* **Work required**
From the two blocks of data below, pull out every line containing the word "green" and copy each one.

* **Records for this task**
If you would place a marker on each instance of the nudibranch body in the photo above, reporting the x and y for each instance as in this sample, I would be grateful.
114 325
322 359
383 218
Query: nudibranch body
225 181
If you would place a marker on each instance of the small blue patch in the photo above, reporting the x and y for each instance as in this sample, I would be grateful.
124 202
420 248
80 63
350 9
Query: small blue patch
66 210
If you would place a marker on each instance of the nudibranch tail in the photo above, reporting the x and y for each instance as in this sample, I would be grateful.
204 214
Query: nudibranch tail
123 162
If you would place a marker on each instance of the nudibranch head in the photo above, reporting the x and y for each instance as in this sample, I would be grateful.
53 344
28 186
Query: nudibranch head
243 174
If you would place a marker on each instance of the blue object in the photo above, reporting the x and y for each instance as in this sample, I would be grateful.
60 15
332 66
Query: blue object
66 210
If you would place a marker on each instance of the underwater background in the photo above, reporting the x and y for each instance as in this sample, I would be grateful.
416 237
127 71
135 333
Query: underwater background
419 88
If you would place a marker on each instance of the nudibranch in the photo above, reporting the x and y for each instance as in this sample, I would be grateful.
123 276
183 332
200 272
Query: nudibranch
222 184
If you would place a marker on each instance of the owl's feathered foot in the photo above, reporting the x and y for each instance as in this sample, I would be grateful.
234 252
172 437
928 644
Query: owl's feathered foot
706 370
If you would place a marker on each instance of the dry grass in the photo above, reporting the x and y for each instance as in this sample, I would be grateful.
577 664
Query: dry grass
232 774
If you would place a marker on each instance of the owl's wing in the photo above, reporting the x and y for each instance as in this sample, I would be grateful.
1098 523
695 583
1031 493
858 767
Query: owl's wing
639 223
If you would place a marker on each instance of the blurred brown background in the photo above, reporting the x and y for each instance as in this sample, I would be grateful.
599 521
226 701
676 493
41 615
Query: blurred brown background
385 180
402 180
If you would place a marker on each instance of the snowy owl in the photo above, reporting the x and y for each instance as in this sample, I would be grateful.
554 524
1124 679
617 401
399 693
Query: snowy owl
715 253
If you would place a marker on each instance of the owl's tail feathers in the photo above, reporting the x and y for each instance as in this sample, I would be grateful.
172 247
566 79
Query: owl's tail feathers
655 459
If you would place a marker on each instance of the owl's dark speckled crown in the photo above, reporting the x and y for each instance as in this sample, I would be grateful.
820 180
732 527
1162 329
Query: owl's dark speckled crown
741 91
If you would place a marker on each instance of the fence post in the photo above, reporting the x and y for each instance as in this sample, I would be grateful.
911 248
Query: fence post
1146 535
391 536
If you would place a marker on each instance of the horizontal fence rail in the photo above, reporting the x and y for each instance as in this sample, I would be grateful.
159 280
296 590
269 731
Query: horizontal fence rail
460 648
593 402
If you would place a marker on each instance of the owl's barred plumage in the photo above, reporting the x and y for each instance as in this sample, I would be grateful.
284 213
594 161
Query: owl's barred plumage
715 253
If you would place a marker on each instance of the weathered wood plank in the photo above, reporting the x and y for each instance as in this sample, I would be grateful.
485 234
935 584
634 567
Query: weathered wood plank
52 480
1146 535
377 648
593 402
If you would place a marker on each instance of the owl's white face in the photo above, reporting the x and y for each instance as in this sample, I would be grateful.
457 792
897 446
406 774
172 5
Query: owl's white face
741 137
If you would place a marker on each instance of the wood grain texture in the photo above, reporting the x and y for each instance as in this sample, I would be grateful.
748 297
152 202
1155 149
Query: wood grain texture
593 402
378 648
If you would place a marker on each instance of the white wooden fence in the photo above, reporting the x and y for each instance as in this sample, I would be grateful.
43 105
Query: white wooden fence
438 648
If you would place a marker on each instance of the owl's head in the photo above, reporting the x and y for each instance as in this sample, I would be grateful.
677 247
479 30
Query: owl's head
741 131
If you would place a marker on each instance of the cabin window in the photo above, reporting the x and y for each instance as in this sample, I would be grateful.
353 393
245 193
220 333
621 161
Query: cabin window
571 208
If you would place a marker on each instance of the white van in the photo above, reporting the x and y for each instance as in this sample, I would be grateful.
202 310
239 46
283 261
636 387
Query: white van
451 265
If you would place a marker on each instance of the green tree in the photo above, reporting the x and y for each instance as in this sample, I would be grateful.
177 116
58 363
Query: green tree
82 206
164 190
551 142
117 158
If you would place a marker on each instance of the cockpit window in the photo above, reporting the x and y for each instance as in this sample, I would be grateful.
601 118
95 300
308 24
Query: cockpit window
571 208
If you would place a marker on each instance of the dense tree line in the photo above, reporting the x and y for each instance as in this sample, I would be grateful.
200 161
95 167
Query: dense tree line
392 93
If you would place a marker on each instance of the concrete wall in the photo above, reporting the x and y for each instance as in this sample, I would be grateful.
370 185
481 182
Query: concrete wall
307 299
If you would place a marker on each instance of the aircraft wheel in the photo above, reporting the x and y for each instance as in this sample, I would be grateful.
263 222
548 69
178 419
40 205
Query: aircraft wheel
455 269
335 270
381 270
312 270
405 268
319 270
--
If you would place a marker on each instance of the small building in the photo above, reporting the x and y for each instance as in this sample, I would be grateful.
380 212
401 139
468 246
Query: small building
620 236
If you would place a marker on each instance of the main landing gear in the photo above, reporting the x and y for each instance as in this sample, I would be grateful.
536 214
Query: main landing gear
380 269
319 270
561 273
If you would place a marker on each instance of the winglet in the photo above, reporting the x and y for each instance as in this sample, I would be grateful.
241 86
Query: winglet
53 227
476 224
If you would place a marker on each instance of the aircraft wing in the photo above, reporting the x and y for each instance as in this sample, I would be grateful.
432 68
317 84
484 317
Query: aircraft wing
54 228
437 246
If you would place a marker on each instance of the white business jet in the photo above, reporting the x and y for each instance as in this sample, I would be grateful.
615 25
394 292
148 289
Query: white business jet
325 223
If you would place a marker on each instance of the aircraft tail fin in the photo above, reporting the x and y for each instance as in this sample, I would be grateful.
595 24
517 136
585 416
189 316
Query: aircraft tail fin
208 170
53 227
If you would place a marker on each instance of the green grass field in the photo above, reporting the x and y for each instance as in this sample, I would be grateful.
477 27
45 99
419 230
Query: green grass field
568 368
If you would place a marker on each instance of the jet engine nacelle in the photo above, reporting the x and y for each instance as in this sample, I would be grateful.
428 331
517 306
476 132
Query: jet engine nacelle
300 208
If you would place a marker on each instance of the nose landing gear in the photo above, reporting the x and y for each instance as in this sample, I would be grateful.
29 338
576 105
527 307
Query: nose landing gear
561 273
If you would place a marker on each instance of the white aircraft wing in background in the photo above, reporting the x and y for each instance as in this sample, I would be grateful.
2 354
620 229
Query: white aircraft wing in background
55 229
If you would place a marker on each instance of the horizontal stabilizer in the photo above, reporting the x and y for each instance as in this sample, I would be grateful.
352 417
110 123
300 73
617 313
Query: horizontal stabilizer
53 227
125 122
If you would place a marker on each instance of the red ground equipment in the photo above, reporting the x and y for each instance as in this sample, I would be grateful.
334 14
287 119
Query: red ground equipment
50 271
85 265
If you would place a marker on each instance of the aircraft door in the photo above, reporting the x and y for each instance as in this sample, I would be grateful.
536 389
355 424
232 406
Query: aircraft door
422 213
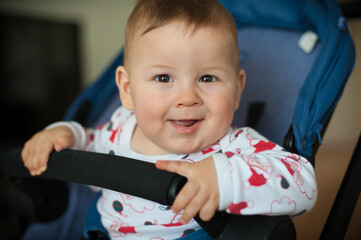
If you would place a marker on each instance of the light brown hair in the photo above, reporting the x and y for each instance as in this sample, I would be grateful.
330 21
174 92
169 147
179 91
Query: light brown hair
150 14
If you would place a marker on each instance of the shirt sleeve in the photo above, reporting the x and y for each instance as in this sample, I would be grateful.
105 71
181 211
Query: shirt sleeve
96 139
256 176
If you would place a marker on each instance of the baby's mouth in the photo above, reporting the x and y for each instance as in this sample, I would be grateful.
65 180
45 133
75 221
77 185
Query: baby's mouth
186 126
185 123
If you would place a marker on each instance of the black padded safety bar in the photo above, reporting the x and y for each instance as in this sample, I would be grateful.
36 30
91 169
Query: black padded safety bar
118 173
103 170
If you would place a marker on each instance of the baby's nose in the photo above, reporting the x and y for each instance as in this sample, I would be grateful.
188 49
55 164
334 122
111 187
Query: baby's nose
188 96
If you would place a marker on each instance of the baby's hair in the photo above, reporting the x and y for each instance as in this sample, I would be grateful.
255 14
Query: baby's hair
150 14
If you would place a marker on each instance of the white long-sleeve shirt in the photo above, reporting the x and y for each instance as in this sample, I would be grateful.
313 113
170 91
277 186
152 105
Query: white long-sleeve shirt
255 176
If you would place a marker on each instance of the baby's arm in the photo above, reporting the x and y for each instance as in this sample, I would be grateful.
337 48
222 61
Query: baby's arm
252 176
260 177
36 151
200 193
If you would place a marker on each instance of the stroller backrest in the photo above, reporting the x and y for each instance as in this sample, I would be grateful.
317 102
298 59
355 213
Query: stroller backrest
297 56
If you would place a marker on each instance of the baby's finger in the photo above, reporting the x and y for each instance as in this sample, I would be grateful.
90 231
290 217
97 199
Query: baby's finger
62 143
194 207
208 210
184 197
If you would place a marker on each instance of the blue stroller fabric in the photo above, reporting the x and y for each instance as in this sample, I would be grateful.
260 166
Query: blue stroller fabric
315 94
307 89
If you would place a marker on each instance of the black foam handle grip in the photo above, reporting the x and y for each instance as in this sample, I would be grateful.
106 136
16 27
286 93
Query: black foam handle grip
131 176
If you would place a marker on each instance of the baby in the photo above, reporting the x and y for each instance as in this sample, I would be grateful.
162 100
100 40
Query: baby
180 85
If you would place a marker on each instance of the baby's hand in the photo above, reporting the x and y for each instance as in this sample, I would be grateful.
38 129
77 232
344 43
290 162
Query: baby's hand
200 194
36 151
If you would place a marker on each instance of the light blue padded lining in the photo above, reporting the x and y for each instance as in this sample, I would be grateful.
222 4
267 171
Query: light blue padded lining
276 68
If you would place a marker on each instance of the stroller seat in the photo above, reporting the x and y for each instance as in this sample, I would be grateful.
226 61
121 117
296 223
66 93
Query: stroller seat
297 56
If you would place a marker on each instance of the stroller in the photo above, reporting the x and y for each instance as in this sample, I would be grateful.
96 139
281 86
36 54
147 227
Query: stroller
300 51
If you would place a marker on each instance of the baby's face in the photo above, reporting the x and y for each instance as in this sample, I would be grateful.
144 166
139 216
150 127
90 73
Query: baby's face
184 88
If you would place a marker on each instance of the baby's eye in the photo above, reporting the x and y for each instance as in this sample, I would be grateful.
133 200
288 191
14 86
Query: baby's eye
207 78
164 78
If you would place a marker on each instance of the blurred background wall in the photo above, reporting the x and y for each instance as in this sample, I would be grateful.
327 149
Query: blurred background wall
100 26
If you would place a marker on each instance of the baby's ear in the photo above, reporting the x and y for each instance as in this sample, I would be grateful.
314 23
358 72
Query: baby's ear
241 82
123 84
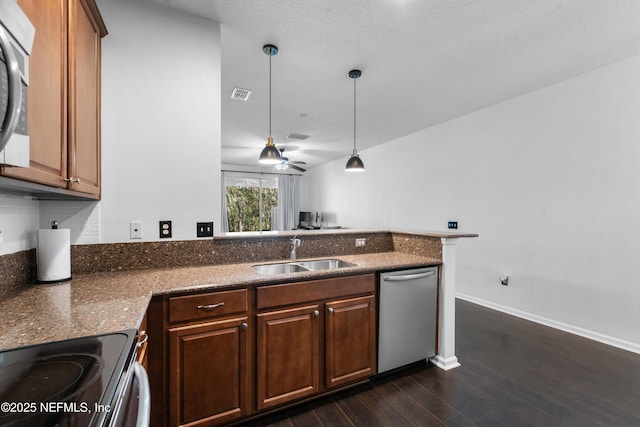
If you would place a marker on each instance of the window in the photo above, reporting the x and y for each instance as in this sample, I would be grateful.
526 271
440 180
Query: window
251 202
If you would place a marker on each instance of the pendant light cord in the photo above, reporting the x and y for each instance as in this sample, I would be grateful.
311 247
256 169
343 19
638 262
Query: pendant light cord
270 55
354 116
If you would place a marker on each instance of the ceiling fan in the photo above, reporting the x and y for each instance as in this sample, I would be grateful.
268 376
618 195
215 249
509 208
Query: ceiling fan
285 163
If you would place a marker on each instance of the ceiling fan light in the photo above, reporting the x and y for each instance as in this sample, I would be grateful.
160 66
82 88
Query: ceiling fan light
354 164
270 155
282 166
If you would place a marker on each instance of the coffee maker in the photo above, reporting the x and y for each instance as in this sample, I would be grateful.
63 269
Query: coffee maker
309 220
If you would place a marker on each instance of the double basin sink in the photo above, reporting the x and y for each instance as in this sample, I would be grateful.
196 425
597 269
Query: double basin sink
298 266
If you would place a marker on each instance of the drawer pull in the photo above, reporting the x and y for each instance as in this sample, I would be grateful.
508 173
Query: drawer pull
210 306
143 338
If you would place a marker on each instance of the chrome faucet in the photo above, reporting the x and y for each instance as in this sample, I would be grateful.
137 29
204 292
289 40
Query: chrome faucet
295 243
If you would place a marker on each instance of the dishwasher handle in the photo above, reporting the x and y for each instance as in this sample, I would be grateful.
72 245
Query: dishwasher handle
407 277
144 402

* **Response to this exercise**
If you would place a marker on each instance of the green tree in the photo above, reporting the x and y for each instance as in this sample, I would be grateful.
Query: green tree
If you would place a marker on each instance of the green grass field in the photo above, reporting the x and y for each instance as in this sample, I would be grateful.
Query: green grass field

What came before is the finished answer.